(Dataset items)
■ ■ ■ ■ ■

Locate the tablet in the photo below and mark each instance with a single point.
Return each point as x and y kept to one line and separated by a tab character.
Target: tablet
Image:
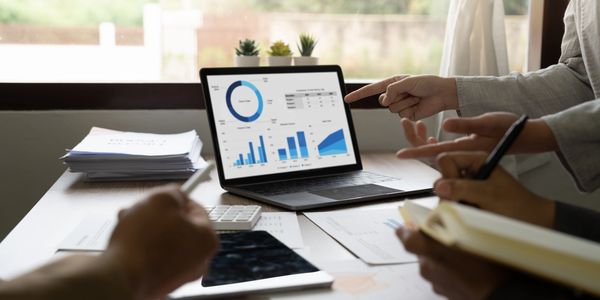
254	262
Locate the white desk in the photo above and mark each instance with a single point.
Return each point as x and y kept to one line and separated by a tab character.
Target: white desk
34	240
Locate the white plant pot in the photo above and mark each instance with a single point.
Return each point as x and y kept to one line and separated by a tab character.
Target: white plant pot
280	61
306	61
247	61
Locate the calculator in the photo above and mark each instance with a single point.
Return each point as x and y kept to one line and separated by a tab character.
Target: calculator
233	217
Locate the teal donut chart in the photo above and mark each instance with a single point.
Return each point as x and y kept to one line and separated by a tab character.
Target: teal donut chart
249	85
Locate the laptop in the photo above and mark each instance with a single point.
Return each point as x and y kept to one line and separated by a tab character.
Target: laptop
284	136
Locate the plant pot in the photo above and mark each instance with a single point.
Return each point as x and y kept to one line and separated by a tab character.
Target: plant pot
247	61
280	61
306	61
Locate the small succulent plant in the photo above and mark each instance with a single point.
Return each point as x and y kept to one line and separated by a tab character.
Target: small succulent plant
307	44
247	47
279	48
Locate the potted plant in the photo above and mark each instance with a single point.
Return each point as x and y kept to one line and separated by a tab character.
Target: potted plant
305	47
247	54
280	54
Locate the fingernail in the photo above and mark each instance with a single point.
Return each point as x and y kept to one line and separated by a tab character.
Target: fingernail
442	189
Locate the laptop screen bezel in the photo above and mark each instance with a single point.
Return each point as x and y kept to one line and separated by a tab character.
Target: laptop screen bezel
205	72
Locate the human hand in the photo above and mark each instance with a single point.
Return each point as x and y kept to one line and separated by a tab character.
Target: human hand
416	133
161	243
485	132
413	97
453	273
500	193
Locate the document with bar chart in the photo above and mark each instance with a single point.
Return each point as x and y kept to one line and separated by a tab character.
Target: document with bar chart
274	123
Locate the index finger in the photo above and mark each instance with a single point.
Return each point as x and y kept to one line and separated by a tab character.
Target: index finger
432	150
456	164
371	89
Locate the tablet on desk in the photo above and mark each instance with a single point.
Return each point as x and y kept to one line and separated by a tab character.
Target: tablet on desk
254	262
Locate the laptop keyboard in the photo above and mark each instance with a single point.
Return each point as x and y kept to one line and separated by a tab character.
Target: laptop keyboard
317	184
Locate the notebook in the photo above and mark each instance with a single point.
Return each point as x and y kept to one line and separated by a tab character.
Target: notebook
553	255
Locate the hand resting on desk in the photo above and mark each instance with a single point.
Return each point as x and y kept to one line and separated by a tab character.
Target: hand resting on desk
483	133
159	244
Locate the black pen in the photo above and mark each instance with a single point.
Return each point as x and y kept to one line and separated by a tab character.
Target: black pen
496	155
507	140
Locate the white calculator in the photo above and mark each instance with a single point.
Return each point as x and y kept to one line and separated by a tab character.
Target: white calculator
234	217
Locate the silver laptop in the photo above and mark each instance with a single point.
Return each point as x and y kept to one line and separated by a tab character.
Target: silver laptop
284	136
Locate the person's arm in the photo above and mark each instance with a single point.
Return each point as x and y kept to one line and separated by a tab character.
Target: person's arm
73	277
577	221
158	245
525	287
537	93
577	132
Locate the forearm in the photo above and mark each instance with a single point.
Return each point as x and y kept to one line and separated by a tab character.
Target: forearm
536	137
536	94
74	277
523	286
577	221
577	133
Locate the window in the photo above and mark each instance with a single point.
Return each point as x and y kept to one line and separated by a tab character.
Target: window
169	40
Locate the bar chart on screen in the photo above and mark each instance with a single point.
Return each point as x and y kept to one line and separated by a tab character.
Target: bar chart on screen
258	156
296	147
333	144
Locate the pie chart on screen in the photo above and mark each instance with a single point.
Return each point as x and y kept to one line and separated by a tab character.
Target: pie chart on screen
244	101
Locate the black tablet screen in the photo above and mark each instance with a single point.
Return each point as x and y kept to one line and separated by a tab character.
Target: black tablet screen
253	255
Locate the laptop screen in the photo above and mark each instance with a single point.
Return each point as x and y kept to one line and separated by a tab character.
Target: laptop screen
280	122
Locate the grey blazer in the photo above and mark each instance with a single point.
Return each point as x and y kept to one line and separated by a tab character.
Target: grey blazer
575	79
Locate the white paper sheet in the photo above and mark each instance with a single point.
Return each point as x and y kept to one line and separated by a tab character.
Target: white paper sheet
101	140
368	233
283	226
93	233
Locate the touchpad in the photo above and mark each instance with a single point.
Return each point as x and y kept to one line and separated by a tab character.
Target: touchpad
355	191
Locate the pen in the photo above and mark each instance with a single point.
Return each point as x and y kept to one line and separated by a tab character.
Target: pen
507	140
193	181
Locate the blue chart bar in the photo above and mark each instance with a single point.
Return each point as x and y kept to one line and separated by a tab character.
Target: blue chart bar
333	144
302	144
282	154
251	155
292	147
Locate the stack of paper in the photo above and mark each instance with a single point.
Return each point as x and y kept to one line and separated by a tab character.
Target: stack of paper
115	155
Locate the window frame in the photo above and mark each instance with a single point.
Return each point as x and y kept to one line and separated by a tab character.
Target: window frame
544	48
119	96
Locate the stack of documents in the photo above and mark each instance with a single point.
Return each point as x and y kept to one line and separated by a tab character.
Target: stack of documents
106	155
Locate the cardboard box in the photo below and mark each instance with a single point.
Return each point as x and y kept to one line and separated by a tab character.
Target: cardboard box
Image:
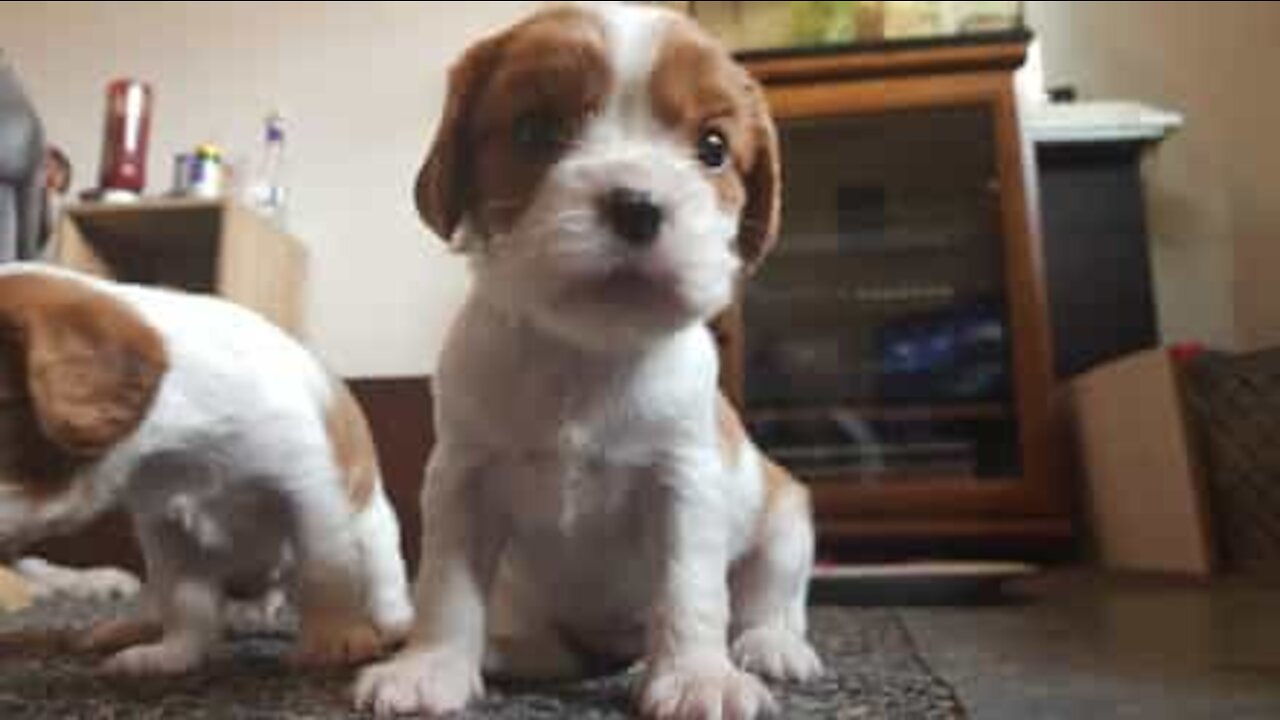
1146	491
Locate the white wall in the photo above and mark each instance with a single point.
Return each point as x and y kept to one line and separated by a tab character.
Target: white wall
362	85
1214	191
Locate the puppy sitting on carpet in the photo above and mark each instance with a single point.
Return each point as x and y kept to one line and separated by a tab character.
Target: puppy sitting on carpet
609	172
242	464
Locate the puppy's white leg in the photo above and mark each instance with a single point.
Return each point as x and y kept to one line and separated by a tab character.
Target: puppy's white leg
769	589
332	588
690	675
387	592
191	614
439	671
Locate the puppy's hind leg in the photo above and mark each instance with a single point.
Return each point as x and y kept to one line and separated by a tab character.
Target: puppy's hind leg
769	589
181	618
387	584
332	580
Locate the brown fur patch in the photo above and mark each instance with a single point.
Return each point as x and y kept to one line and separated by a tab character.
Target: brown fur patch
552	67
78	372
696	86
352	446
778	482
731	432
14	591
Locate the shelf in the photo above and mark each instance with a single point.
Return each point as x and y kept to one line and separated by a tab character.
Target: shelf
941	413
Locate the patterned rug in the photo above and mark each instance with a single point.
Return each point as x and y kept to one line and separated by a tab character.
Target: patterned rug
874	673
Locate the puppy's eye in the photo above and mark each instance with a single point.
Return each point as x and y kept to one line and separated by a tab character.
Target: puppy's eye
538	132
713	149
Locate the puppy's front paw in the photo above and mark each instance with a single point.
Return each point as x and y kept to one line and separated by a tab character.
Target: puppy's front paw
336	646
777	654
432	682
156	659
704	689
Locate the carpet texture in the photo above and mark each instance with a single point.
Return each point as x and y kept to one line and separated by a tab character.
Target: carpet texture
874	671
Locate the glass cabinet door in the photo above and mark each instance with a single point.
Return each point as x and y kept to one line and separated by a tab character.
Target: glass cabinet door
877	337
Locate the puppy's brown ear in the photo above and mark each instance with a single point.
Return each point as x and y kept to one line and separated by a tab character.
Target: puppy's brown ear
92	365
758	229
444	182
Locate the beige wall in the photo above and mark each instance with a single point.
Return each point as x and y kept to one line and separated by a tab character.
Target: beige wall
1215	187
362	85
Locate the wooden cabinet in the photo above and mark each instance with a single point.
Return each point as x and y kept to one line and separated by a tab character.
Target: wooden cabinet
206	246
894	351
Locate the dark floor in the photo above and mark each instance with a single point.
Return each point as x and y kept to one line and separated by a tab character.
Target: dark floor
1074	646
1089	647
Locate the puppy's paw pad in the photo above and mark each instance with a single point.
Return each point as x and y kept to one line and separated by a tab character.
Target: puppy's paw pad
419	682
106	583
336	647
704	691
113	636
152	660
777	655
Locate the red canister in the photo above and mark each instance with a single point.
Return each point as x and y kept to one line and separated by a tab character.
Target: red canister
124	137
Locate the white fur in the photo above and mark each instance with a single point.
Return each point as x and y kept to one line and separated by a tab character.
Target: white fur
231	477
577	497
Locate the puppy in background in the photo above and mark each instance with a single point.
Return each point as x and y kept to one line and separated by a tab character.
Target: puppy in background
611	174
242	464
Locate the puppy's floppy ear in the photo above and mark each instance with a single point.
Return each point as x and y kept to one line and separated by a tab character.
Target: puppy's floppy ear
758	229
92	365
444	182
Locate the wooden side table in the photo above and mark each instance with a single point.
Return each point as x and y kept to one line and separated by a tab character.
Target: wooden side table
209	246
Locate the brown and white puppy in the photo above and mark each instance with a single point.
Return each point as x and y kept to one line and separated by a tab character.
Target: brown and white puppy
241	460
611	173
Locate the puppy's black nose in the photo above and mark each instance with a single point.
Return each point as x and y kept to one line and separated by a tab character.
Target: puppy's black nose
634	215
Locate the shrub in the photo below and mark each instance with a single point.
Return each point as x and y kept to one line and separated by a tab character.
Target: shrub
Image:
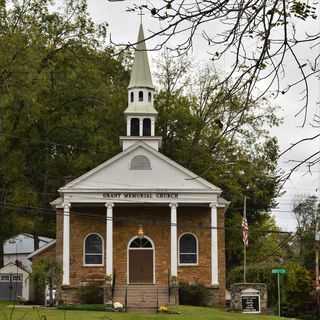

■ ■ ■ ■ ■

DESCRIPTION OF THE TASK: Please copy the data above exactly, from the line containing "Locate the puppy's floppy" up to and including the last line of the data. Leave out the pictures.

WRITTEN ANSWER:
Locate the puppy's floppy ear in the photo above and mark each instance with a single point.
Return each point as x and y kept to one line and separated by a tab character.
Target: puppy's floppy ear
758	229
92	365
444	182
Locate the wooden side table in the photo above and mark each instance with a single point.
Return each point as x and y kept to one line and separated by a tab character.
Target: wooden side table
209	246
Locate the brown and white puppy in the photo above and mark each instance with a single point.
Return each point as x and y kept to one line and separated by a tab character.
Target: brown and white puppy
241	460
611	173
Locate the puppy's black nose in the photo above and mark each instance with a single point.
Return each point as x and y kept to one line and separated by a tab character.
Target: puppy's black nose
634	215
Locate the shrub in the photo below and mark each instance with a single point.
Return each point as x and y kept to one line and separated by a tab character.
Target: shrub
Image:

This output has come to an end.